§ **Input data**
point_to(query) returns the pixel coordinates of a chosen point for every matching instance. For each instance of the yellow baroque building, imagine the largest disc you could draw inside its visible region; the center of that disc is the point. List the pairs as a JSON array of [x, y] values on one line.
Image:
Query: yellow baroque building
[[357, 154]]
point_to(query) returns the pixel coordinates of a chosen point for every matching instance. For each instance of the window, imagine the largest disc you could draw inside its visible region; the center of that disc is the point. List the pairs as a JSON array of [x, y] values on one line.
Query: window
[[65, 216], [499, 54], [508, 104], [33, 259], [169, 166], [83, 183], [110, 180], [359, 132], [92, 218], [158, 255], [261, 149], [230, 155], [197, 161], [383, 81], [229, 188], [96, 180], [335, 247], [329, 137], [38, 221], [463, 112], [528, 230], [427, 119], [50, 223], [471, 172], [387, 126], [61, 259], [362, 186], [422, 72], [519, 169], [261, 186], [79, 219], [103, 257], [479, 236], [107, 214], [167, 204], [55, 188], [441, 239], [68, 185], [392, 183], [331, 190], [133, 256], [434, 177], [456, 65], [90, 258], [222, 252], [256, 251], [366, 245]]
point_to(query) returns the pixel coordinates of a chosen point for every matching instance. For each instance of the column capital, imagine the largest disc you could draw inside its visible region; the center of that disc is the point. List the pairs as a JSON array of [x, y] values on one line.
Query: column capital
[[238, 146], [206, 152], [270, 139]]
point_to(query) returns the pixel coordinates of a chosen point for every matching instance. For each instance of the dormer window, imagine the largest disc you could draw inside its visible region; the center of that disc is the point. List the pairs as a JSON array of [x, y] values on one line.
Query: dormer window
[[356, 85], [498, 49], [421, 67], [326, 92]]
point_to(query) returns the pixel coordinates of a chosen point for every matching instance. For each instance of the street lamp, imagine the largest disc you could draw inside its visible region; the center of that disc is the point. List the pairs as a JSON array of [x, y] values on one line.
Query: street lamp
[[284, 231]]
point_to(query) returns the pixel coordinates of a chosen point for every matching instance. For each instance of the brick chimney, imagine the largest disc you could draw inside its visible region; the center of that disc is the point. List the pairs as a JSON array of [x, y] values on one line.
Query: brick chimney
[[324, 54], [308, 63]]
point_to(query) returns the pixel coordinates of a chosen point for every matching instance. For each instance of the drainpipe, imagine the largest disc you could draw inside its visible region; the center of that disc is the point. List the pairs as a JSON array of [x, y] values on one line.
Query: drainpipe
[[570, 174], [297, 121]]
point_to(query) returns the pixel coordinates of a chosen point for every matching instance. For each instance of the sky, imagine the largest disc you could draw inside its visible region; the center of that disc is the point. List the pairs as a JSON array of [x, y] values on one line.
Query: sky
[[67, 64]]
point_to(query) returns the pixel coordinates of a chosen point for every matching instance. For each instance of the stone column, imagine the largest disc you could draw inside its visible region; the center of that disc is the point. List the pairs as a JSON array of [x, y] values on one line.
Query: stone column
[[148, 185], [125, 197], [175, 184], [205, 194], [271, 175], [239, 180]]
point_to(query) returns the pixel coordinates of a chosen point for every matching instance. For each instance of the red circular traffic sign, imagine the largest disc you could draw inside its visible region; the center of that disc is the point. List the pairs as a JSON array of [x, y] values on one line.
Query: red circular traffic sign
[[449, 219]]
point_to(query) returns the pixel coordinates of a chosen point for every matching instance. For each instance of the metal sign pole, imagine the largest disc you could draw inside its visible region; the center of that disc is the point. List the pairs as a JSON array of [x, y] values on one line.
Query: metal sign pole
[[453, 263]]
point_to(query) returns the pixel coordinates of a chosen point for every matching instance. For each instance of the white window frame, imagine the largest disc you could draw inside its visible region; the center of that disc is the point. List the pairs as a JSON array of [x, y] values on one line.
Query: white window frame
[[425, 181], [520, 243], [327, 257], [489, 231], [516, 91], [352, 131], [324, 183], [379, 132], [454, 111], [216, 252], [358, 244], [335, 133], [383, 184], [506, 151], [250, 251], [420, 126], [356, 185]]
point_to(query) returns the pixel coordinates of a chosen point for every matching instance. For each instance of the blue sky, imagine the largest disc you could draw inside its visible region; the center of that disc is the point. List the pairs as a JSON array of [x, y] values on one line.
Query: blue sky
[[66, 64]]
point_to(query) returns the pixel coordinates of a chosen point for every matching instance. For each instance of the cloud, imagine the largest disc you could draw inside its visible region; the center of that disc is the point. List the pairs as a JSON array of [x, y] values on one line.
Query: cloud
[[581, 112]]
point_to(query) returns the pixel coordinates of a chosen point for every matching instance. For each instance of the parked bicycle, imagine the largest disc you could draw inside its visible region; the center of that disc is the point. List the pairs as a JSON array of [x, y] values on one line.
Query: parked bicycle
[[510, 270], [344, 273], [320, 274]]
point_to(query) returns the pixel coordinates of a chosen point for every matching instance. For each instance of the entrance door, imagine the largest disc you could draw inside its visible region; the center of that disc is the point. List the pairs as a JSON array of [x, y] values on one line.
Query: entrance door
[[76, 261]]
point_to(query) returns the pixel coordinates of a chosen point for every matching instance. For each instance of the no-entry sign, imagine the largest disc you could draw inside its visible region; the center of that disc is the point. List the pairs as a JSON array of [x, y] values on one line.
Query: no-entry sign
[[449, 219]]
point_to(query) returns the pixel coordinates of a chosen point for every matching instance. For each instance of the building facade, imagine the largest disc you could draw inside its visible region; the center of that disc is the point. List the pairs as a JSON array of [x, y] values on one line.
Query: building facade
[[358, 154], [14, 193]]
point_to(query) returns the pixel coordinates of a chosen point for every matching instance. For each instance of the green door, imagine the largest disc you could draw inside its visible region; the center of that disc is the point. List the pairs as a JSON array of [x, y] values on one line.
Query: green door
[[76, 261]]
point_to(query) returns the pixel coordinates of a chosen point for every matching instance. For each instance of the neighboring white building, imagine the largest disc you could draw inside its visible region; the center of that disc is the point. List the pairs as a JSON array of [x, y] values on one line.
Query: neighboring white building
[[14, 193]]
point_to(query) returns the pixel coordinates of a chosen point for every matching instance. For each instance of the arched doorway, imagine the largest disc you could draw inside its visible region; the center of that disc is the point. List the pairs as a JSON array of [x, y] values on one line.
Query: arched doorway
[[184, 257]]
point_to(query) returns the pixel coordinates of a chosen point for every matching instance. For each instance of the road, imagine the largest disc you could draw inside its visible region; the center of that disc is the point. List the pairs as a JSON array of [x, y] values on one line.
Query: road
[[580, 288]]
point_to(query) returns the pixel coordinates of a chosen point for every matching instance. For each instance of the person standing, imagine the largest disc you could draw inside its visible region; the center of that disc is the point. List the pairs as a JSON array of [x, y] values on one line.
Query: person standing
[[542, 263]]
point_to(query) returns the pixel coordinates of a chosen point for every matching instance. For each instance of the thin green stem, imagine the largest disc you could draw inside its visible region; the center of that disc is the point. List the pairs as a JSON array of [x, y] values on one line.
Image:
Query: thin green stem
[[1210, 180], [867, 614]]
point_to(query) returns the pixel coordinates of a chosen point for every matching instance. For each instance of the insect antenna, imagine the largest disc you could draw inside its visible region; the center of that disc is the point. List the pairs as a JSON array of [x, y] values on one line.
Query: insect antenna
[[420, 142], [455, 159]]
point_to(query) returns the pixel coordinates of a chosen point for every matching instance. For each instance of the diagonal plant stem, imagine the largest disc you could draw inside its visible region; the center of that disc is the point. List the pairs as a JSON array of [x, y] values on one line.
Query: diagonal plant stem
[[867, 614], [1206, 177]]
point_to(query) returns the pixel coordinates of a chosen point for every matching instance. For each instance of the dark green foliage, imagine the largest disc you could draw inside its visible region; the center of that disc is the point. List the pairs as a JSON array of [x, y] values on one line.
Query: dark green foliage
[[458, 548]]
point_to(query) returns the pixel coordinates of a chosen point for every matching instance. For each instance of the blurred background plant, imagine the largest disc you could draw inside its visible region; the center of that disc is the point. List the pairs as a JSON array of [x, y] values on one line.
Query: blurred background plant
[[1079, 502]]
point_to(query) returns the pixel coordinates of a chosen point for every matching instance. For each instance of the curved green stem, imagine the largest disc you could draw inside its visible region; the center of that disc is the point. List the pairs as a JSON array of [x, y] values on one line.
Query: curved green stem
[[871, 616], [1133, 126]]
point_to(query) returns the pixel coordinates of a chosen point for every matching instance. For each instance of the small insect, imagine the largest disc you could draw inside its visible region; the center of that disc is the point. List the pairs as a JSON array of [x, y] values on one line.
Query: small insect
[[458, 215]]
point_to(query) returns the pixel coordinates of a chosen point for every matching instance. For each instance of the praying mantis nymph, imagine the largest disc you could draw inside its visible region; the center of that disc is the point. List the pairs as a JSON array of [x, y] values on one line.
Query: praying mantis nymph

§ **Given request**
Render the records as a JSON list of strings, one string per line and no blank lines, starting at the line containing "of the curved" and ending at the end of the records.

§ **Written answer**
[
  "point_to(query) returns the pixel coordinates of a chosen point for every matching instance. For each instance of the curved green stem, imagine the largest disc you could draw inside its visible region; the center of that disc is the point. List the pairs as a JSON array of [x, y] values on one line.",
  "Query: curved green stem",
  "[[871, 616], [1133, 126]]",
  "point_to(query) returns the pixel coordinates of a chosen point for every matching instance. For each instance of the small insect, imagine the largest disc you could draw inside its visible region; the center of that disc is the point. List the pairs as a JSON array of [x, y] values on one line.",
  "Query: small insect",
  "[[458, 215]]",
  "point_to(query) returns the pixel coordinates of a chosen point for every matching instance. For each instance of the praying mantis nymph, imagine the largest disc you could draw inside its visible region; the center of that disc is the point. List the pairs as a JSON array of [x, y] values on one line.",
  "Query: praying mantis nymph"
]